= Exercise objective =
Could you reproduce the lines below from the one with "Where can the cyclist" through the one with "Sample: <point>525,308</point>"? Keep both ends and add nothing.

= Information supplied =
§

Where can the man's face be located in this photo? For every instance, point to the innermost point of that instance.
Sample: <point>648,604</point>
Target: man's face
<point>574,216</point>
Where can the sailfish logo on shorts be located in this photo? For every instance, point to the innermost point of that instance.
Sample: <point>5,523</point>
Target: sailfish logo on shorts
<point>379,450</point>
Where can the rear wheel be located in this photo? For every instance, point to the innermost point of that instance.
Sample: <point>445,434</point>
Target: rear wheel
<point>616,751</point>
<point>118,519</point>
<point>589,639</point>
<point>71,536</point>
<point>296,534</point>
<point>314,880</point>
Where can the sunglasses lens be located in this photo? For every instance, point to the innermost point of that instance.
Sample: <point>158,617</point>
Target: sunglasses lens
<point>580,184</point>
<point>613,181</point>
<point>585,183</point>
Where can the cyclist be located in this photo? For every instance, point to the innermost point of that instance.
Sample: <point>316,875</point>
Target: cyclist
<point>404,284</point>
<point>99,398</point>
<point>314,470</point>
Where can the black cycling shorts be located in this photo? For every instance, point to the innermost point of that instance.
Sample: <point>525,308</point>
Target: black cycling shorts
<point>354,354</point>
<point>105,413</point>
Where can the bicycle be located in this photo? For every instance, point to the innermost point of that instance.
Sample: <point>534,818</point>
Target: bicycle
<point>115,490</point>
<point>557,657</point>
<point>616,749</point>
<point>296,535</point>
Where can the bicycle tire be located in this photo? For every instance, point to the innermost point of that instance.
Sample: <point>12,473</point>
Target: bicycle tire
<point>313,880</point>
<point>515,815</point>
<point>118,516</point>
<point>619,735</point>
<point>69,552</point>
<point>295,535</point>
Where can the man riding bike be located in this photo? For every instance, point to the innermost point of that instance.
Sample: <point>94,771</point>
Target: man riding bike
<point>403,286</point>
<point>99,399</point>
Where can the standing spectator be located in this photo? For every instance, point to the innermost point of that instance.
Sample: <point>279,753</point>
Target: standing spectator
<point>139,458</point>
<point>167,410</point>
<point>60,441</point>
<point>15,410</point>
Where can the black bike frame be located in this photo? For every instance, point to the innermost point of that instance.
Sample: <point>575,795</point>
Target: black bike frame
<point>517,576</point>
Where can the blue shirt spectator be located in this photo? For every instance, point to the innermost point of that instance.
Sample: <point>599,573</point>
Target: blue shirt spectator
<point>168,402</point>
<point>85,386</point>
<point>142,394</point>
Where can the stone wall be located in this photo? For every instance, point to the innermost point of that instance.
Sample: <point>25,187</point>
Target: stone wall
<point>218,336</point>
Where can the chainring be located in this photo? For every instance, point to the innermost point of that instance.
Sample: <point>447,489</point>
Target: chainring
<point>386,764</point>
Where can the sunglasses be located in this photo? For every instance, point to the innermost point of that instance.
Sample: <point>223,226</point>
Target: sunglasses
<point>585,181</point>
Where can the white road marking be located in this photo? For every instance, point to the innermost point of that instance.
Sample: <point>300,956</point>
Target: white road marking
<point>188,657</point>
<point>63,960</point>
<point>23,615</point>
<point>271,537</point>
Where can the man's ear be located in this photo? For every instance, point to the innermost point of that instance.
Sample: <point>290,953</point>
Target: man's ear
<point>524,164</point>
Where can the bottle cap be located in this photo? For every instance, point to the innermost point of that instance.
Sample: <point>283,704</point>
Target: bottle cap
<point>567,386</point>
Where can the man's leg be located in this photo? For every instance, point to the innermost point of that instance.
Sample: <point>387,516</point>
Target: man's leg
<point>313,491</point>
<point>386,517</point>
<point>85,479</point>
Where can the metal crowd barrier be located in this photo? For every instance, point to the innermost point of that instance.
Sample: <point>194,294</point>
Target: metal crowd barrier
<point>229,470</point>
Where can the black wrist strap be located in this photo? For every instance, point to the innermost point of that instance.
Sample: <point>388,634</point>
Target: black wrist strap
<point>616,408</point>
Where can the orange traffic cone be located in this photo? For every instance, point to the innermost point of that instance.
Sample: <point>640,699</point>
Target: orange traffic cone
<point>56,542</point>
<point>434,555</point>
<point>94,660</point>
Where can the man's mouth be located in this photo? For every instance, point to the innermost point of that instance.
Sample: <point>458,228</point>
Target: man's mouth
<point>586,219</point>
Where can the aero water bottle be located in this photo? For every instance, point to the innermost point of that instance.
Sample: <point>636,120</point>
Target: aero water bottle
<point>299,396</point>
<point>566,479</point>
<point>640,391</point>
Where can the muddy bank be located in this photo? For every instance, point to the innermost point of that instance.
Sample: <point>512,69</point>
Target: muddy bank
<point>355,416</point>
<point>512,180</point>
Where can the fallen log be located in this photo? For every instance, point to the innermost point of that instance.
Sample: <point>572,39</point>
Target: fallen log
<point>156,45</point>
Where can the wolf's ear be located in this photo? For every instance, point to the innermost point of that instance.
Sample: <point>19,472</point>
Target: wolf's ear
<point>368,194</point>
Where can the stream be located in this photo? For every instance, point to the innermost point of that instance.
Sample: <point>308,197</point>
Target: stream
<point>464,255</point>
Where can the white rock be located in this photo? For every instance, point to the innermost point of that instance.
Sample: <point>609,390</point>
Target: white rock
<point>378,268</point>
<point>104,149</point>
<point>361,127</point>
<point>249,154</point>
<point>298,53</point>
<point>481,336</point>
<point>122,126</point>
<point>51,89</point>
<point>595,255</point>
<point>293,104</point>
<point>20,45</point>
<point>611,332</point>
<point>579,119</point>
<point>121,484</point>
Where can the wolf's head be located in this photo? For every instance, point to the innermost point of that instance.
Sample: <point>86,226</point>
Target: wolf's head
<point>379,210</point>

§

= Solution to the exercise =
Where can the cyclist be located in this photo? For every instance, point to the innermost point of that instance.
Sample: <point>316,875</point>
Target: cyclist
<point>404,284</point>
<point>99,398</point>
<point>314,470</point>
Where can the black cycling shorts be located in this photo? For every instance, point to the innermost point of that instance.
Sample: <point>525,308</point>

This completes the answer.